--- Aim of the task ---
Reproduce the listing below verbatim, beginning with the line that contains "Practice step: pin every instance of the white cap" and continuing through the end of the listing, with both ends included. Omit the pictures from your answer.

--- Source records ---
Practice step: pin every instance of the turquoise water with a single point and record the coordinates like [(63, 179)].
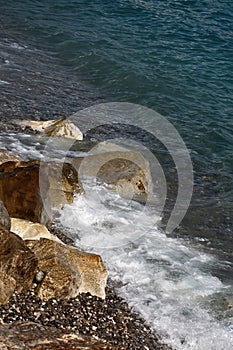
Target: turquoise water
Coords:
[(175, 57)]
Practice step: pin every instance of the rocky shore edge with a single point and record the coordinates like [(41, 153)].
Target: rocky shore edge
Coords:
[(84, 321)]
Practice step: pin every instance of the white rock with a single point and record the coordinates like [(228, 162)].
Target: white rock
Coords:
[(31, 230)]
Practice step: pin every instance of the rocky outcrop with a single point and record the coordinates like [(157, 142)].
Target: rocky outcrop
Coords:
[(7, 287), (4, 216), (68, 271), (31, 230), (6, 156), (30, 335), (126, 172), (64, 128), (60, 128), (30, 189), (18, 265)]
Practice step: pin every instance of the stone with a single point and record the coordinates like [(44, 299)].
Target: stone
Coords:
[(31, 230), (64, 128), (68, 271), (30, 335), (29, 190), (63, 184), (126, 172), (16, 261), (60, 128), (7, 287), (6, 156), (4, 216)]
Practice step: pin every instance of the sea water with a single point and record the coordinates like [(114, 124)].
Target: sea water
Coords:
[(174, 57)]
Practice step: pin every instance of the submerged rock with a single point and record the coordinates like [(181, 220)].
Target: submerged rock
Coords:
[(126, 172), (18, 264), (30, 189), (31, 230), (6, 156), (60, 128), (30, 335), (64, 128), (68, 271)]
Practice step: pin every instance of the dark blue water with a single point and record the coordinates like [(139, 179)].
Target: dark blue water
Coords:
[(175, 57)]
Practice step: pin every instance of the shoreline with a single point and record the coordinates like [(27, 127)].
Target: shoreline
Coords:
[(111, 320)]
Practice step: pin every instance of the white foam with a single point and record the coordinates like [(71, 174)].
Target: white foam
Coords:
[(168, 282)]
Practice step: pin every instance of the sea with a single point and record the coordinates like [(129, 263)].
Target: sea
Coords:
[(147, 62)]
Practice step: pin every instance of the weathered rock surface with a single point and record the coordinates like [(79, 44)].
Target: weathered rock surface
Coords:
[(17, 262), (30, 335), (60, 128), (126, 172), (7, 287), (64, 128), (30, 189), (31, 230), (68, 271), (4, 216), (6, 156)]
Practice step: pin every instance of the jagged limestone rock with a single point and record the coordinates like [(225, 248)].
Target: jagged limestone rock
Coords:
[(17, 261), (68, 271)]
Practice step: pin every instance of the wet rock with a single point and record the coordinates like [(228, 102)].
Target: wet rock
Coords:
[(31, 230), (30, 189), (68, 271), (60, 128), (64, 128), (126, 172), (6, 156), (7, 287), (16, 261), (63, 184), (4, 216), (30, 335)]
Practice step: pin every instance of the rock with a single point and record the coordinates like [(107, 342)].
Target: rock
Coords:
[(6, 156), (60, 128), (7, 287), (30, 335), (4, 216), (126, 172), (68, 271), (63, 184), (16, 261), (31, 230), (30, 189), (64, 128)]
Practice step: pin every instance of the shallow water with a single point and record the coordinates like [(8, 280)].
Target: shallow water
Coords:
[(57, 57)]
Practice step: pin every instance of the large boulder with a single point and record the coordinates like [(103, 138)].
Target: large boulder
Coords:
[(64, 128), (68, 271), (31, 230), (18, 265), (34, 336), (30, 189), (126, 172)]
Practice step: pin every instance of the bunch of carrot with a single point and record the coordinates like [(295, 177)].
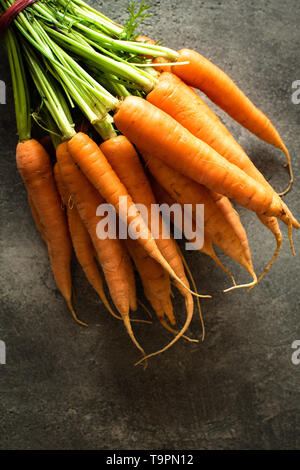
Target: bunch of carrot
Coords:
[(160, 143)]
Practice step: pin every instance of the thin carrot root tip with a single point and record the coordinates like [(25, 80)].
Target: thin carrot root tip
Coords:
[(290, 230), (75, 316), (169, 328), (267, 268), (288, 164), (145, 308), (195, 288), (127, 323), (242, 286)]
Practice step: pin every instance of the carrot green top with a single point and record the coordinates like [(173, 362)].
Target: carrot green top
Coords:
[(20, 88)]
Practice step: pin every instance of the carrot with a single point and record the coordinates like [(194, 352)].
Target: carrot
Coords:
[(122, 155), (156, 60), (156, 132), (36, 218), (95, 166), (163, 197), (155, 281), (187, 191), (110, 252), (173, 96), (35, 168), (131, 279), (81, 241), (218, 86)]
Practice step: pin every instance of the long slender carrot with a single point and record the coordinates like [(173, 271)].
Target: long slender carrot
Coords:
[(95, 166), (130, 278), (35, 168), (187, 191), (110, 251), (36, 218), (163, 197), (155, 281), (201, 73), (81, 240), (179, 100), (122, 155), (156, 132)]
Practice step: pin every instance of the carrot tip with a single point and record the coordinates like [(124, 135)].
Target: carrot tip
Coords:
[(75, 316), (240, 286), (187, 338)]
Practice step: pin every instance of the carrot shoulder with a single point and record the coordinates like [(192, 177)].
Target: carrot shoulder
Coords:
[(34, 165), (97, 169), (156, 132), (201, 73)]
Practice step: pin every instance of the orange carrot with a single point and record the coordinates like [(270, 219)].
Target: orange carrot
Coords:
[(156, 60), (163, 197), (122, 156), (173, 96), (81, 241), (95, 166), (218, 86), (155, 281), (110, 252), (131, 279), (36, 218), (35, 168), (156, 132), (187, 191)]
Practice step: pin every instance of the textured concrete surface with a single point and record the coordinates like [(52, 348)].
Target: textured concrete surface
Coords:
[(68, 387)]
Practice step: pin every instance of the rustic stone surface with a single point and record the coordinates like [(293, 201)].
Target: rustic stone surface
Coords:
[(68, 387)]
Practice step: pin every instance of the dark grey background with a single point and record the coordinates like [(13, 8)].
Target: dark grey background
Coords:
[(69, 387)]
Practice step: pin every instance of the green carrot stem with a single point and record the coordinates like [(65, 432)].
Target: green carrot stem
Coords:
[(20, 86), (50, 94)]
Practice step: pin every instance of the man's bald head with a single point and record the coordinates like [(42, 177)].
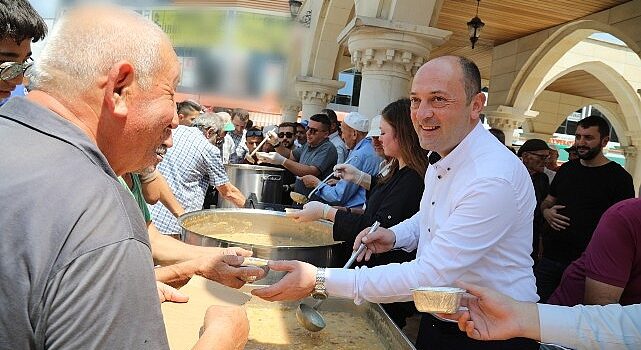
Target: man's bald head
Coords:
[(83, 47), (469, 71)]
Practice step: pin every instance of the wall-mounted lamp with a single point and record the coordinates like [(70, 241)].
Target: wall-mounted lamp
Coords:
[(474, 26), (294, 10)]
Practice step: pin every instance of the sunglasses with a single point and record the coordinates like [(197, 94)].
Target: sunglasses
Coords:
[(313, 131), (540, 156), (12, 70)]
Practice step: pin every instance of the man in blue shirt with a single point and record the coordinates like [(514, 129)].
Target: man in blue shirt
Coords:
[(361, 155)]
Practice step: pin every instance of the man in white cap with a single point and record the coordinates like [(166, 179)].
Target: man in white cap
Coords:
[(347, 194)]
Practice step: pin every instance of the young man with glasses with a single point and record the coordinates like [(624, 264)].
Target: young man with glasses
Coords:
[(301, 134), (21, 25), (236, 138), (534, 154), (316, 157), (581, 192)]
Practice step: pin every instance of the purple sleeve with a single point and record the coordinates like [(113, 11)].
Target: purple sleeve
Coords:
[(610, 255)]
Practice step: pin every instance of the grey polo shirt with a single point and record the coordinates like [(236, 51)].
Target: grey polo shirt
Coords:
[(322, 157), (75, 262)]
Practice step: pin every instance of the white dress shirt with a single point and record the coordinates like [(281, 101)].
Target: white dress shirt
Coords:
[(591, 327), (474, 225)]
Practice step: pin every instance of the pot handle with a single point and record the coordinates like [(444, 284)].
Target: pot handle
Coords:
[(271, 177)]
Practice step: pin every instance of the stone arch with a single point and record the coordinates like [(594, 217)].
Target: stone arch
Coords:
[(625, 95), (531, 75), (324, 49)]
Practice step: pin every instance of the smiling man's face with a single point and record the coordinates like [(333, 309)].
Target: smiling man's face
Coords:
[(441, 115)]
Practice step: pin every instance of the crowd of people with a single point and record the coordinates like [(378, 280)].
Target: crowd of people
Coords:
[(101, 136)]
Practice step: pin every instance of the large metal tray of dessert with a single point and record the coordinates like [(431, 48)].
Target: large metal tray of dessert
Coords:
[(273, 325)]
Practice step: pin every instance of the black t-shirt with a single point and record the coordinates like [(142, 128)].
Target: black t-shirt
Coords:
[(541, 184), (586, 193)]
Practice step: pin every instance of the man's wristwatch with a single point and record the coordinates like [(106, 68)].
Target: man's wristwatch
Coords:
[(319, 288)]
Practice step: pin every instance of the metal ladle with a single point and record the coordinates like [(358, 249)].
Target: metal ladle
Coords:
[(308, 316), (302, 199), (250, 156)]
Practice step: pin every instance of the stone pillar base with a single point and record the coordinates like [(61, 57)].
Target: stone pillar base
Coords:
[(508, 119), (388, 54), (315, 93)]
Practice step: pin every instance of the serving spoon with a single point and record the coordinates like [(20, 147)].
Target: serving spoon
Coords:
[(250, 156), (308, 316), (302, 199)]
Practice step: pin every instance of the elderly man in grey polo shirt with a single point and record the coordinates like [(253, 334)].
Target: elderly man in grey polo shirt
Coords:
[(316, 157), (75, 258)]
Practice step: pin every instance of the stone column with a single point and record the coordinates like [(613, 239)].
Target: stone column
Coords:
[(315, 93), (508, 119), (289, 109), (387, 54)]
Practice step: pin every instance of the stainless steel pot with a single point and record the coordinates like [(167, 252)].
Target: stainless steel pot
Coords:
[(327, 253), (266, 183)]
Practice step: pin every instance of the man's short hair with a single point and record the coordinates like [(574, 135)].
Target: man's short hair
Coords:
[(287, 125), (321, 118), (242, 114), (333, 118), (209, 120), (471, 78), (254, 132), (595, 120), (188, 106), (20, 21)]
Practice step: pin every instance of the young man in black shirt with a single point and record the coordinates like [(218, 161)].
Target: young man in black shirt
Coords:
[(580, 193)]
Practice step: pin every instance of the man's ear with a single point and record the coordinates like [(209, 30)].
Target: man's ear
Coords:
[(478, 102), (604, 141), (120, 80)]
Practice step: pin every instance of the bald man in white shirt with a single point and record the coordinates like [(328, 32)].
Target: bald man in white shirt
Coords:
[(474, 222)]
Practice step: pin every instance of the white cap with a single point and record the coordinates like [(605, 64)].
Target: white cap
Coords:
[(268, 128), (357, 121), (375, 127)]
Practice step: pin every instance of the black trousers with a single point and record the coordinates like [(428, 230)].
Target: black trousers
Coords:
[(435, 334), (548, 275)]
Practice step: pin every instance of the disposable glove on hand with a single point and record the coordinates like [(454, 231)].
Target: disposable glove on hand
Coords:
[(311, 211), (271, 158), (349, 173), (272, 137)]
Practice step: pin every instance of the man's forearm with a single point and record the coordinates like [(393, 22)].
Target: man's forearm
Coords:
[(299, 169), (599, 293), (232, 194), (167, 197)]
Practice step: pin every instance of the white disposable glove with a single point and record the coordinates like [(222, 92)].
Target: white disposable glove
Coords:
[(349, 172), (311, 211), (271, 158), (272, 137)]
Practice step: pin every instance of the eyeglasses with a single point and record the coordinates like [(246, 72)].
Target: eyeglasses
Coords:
[(313, 131), (286, 134), (540, 156), (12, 70)]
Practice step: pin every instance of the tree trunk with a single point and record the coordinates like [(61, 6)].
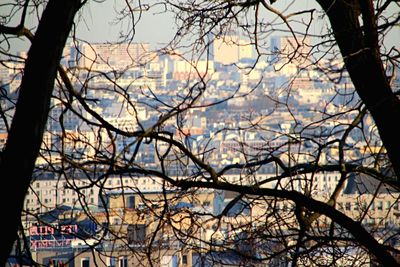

--- Exercise solution ---
Practice step: pin every instance of the white cap with a single point and record the coordinates like [(605, 64)].
Target: white cap
Coords:
[(268, 128), (357, 121), (375, 127)]
Practice step: pin every instance of the black trousers with a single point and record the coordinates like [(428, 230)].
Target: black trousers
Coords:
[(435, 334), (548, 275)]
Practice step: pin every instance of the disposable glove on hand with a single point and record the coordinates like [(454, 231)].
Target: disposable glove on hand
Coords:
[(311, 211), (271, 158), (349, 173), (272, 137)]
Practice step: pin every instance of the man's forearm with a single point and record the coordinates like [(393, 22)].
Target: man's forearm
Coords:
[(299, 169), (599, 293), (232, 194), (167, 197)]
Practice step: pin every instance of the white disposable glove with a single point and record the coordinates like [(222, 92)].
Target: white disposable glove
Coords:
[(349, 172), (311, 211), (271, 158), (272, 137)]
Practice step: pin every instance of the eyeglasses with a single point and record the coordinates like [(246, 72)].
Target: eyeglasses
Coords:
[(313, 131), (286, 134), (540, 156), (12, 70)]
Practice step: pin every instance of the tree trunk with a single point and record the coordinates like [(61, 6)].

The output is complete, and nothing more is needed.